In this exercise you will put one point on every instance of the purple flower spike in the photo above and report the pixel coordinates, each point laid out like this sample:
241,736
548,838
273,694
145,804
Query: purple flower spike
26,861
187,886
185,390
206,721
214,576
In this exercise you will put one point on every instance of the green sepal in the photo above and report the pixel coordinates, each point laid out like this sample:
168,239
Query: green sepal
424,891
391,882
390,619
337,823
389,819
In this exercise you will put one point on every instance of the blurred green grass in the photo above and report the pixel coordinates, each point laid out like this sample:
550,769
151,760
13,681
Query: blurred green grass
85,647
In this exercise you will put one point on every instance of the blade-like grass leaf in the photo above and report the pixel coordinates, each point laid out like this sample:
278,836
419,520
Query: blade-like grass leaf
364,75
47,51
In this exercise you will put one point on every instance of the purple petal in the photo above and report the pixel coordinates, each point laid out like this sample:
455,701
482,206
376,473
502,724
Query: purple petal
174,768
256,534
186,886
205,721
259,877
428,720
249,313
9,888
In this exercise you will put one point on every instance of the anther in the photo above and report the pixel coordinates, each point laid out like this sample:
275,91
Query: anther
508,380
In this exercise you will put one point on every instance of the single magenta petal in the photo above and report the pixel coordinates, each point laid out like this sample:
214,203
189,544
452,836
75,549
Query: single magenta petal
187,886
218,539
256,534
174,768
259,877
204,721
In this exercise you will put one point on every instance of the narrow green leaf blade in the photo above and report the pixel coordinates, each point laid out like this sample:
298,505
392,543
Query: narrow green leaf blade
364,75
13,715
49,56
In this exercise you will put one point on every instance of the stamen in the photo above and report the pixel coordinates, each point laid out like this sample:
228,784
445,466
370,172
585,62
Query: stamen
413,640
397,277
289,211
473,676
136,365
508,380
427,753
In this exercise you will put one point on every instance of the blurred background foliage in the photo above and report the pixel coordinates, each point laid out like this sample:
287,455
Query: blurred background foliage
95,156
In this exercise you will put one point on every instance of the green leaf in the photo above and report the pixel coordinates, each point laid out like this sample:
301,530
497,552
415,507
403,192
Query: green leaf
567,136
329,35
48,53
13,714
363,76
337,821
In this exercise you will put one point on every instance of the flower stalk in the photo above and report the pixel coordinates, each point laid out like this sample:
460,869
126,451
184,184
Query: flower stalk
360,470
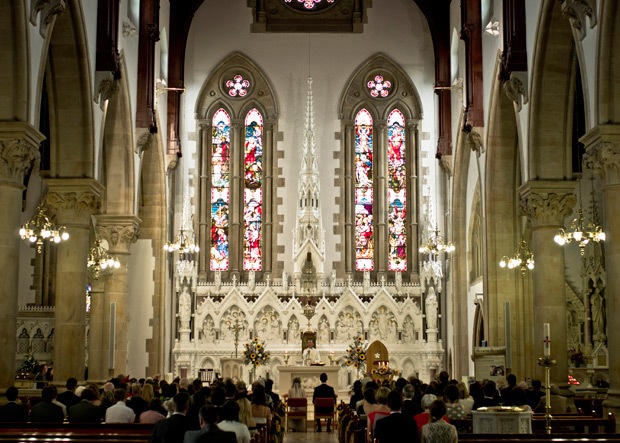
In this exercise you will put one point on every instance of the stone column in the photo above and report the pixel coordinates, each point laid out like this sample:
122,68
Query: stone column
547,203
603,155
18,152
72,201
120,231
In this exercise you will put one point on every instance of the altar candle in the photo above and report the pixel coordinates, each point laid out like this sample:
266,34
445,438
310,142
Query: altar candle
547,339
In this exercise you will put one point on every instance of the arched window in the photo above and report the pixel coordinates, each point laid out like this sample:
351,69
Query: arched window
381,112
364,240
253,192
397,192
220,190
237,116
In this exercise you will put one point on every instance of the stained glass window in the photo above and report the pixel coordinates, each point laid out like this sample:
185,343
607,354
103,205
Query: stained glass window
220,199
253,197
364,238
397,192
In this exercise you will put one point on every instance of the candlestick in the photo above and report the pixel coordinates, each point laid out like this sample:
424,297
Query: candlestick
547,339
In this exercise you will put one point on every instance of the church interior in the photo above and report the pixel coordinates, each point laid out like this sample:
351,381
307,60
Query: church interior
182,180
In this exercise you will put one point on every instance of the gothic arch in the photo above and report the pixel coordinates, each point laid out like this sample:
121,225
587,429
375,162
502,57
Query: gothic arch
551,102
215,94
608,93
400,94
68,83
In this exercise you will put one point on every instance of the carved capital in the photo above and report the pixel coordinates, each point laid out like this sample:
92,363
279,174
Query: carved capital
576,11
515,88
547,203
19,151
119,231
73,200
48,10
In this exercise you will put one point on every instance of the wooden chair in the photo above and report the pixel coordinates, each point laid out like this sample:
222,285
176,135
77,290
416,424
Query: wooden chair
301,410
325,403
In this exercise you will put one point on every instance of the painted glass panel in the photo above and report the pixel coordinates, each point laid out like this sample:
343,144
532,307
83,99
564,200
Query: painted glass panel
220,166
397,192
364,232
253,197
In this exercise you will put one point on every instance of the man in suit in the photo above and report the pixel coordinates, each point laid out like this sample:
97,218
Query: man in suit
68,398
13,411
558,402
396,426
173,429
323,391
45,410
85,411
209,431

★ ★ ★ ★ ★ ★ ★

Convert the records above into a Markdown table with two columns, Row and Line Text, giving each non-blank line its own numbered row and skipping blank lines. Leave the pictures out of the answer.

→ Response to the exercise:
| Row | Line Text |
|---|---|
| 1 | In this exercise you will put one point on every instance of the purple flower spike in the photo above and report the pixel coordinates, each point laid out like this sample: |
| 2 | 241,736 |
| 3 | 548,838 |
| 4 | 273,694 |
| 5 | 145,804 |
| 6 | Query: purple flower spike |
| 7 | 26,861 |
| 8 | 187,886 |
| 9 | 185,390 |
| 10 | 206,721 |
| 11 | 214,576 |
| 12 | In this exercise you will put one point on every instance of the green sepal in the photo above and report the pixel coordinates, each point laid out like this sample: |
| 13 | 168,239 |
| 14 | Query: green sepal |
| 15 | 424,891 |
| 16 | 391,882 |
| 17 | 390,619 |
| 18 | 337,823 |
| 19 | 389,819 |
| 20 | In this exercise you will put one point on every instance of the blurred green grass in the photo above and report the pixel coordinates, each point laid out like this sample: |
| 21 | 550,769 |
| 22 | 151,760 |
| 23 | 13,681 |
| 24 | Query: blurred green grass |
| 25 | 85,647 |
| 26 | In this exercise you will put one point on every instance of the blade-like grass leaf in the photo above and report the pixel coordinates, each point laid out like this sample: |
| 27 | 278,836 |
| 28 | 419,520 |
| 29 | Query: blade-like grass leaf |
| 30 | 364,75 |
| 31 | 47,51 |
| 32 | In this exercise you will put one point on every instance of the purple petal in the photo above and report the pixel coordinates, each point laid out like this sample: |
| 33 | 455,701 |
| 34 | 482,206 |
| 35 | 376,473 |
| 36 | 502,724 |
| 37 | Query: purple petal |
| 38 | 174,768 |
| 39 | 256,534 |
| 40 | 186,886 |
| 41 | 205,721 |
| 42 | 259,877 |
| 43 | 428,720 |
| 44 | 249,313 |
| 45 | 9,888 |
| 46 | In this exercise you will put one point on every instance of the anther in the photo above and report the pixel coordinates, each point laid out like this sample: |
| 47 | 275,91 |
| 48 | Query: anther |
| 49 | 508,380 |
| 50 | In this exercise you will put one point on every instance of the single magenta petal in the photo above and report the pixel coordinates, each point laid out like this sample: |
| 51 | 214,203 |
| 52 | 189,544 |
| 53 | 452,836 |
| 54 | 75,549 |
| 55 | Query: single magenta petal |
| 56 | 187,886 |
| 57 | 218,539 |
| 58 | 256,534 |
| 59 | 174,768 |
| 60 | 259,877 |
| 61 | 204,721 |
| 62 | In this exercise you will put one point on every instance of the narrow green leaf blade in the photo above and report the pixel coordinates, each point laid out like this sample: |
| 63 | 298,505 |
| 64 | 392,543 |
| 65 | Query: narrow green leaf blade |
| 66 | 364,75 |
| 67 | 13,715 |
| 68 | 49,56 |
| 69 | In this exercise you will put one point on every instance of the stamen in the photo above and report the pixel coordinates, each point laid out like this sample: |
| 70 | 228,784 |
| 71 | 445,466 |
| 72 | 370,172 |
| 73 | 585,62 |
| 74 | Query: stamen |
| 75 | 413,640 |
| 76 | 397,277 |
| 77 | 289,211 |
| 78 | 473,676 |
| 79 | 136,365 |
| 80 | 508,380 |
| 81 | 427,753 |
| 82 | In this exercise you will put one point on every instance of the blurred background foliage in the photo above and report the pixel coordinates, each point laid out like this sample: |
| 83 | 287,455 |
| 84 | Query: blurred background foliage |
| 85 | 95,156 |
| 86 | In this exercise you will put one point on every instance of the green leaf in the photo above and report the pixel coordinates, each point laid out like this sample: |
| 87 | 301,530 |
| 88 | 497,552 |
| 89 | 415,507 |
| 90 | 403,192 |
| 91 | Query: green leaf |
| 92 | 567,136 |
| 93 | 329,35 |
| 94 | 48,53 |
| 95 | 13,714 |
| 96 | 363,76 |
| 97 | 337,821 |
| 98 | In this exercise you will put one point on every instance of the flower stalk in the photo above and report the pixel coordinates, each point laid out like this sample: |
| 99 | 460,869 |
| 100 | 126,451 |
| 101 | 184,184 |
| 102 | Query: flower stalk |
| 103 | 360,470 |
| 104 | In this exercise you will put one point on every instance of the stone column in the photo above and report the pixel coordinates, each point laid out like this sample: |
| 105 | 122,68 |
| 106 | Query: stone column |
| 107 | 547,203 |
| 108 | 603,155 |
| 109 | 18,152 |
| 110 | 72,201 |
| 111 | 120,231 |
| 112 | In this exercise you will put one point on every instance of the altar candle in the photo above and report the pixel coordinates, each point laid out like this sample: |
| 113 | 266,34 |
| 114 | 445,438 |
| 115 | 310,142 |
| 116 | Query: altar candle |
| 117 | 547,339 |
| 118 | In this exercise you will put one point on every instance of the arched window in the photo above and report the pixel coordinates, each point laid out like this sample: |
| 119 | 351,69 |
| 120 | Query: arched window |
| 121 | 381,112 |
| 122 | 364,240 |
| 123 | 253,192 |
| 124 | 397,192 |
| 125 | 220,190 |
| 126 | 237,116 |
| 127 | In this exercise you will put one point on every instance of the stained glass window in the photo above and report the pixel coordinates, each point laid out like this sample: |
| 128 | 185,343 |
| 129 | 607,354 |
| 130 | 103,205 |
| 131 | Query: stained glass window |
| 132 | 220,199 |
| 133 | 253,197 |
| 134 | 364,238 |
| 135 | 397,192 |
| 136 | In this exercise you will put one point on every instance of the candlestick in the photo above and report the pixel coordinates, each point laid out like this sample: |
| 137 | 424,297 |
| 138 | Query: candlestick |
| 139 | 547,339 |
| 140 | In this exercise you will put one point on every instance of the church interior in the photo above and report the pixel coordinates, each point laid out like this sample: |
| 141 | 351,381 |
| 142 | 307,60 |
| 143 | Query: church interior |
| 144 | 182,180 |
| 145 | In this exercise you will put one point on every instance of the gothic arch in the photo above and report the pixel coordinates, each point laid out like this sample: |
| 146 | 121,225 |
| 147 | 587,429 |
| 148 | 375,162 |
| 149 | 502,57 |
| 150 | Query: gothic arch |
| 151 | 551,102 |
| 152 | 215,94 |
| 153 | 608,93 |
| 154 | 400,94 |
| 155 | 68,83 |
| 156 | In this exercise you will put one point on every instance of the carved capital in the photo above and report the pixel coordinates, each point laid out like this sample: |
| 157 | 92,363 |
| 158 | 279,174 |
| 159 | Query: carved capital |
| 160 | 576,11 |
| 161 | 515,88 |
| 162 | 547,203 |
| 163 | 19,151 |
| 164 | 119,231 |
| 165 | 73,200 |
| 166 | 48,10 |
| 167 | In this exercise you will put one point on every instance of the wooden chair in the photo above and report the pixel coordinates, each point laid out like this sample: |
| 168 | 222,285 |
| 169 | 176,135 |
| 170 | 77,290 |
| 171 | 416,424 |
| 172 | Query: wooden chair |
| 173 | 301,410 |
| 174 | 325,403 |
| 175 | In this exercise you will put one point on every instance of the painted glass panel in the photo above and report the pixel coordinates, each point laid out like this sample: |
| 176 | 343,144 |
| 177 | 532,307 |
| 178 | 83,99 |
| 179 | 564,200 |
| 180 | Query: painted glass panel |
| 181 | 220,166 |
| 182 | 397,192 |
| 183 | 364,232 |
| 184 | 253,197 |
| 185 | In this exercise you will put one point on every instance of the man in suit in the photo above and report the pixel coordinates, each point laid out like this sample: |
| 186 | 97,218 |
| 187 | Query: man in suit |
| 188 | 68,398 |
| 189 | 13,411 |
| 190 | 558,402 |
| 191 | 396,426 |
| 192 | 173,429 |
| 193 | 323,391 |
| 194 | 45,410 |
| 195 | 85,411 |
| 196 | 209,431 |